_Exercise requirements_: An unaltered copy of the listing below is required.

——————

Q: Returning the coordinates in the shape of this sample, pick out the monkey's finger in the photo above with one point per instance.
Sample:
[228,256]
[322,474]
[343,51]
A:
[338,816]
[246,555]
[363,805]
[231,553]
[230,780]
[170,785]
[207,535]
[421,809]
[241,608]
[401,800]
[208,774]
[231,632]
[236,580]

——————

_Solved exercise_:
Q: Returning the coordinates in the shape of this sample, pick out the monkey's finger in the photo above with one point per instance.
Sample:
[228,256]
[322,474]
[343,51]
A:
[338,816]
[246,555]
[363,805]
[231,553]
[230,780]
[170,785]
[207,535]
[421,809]
[241,608]
[401,800]
[208,774]
[231,632]
[236,580]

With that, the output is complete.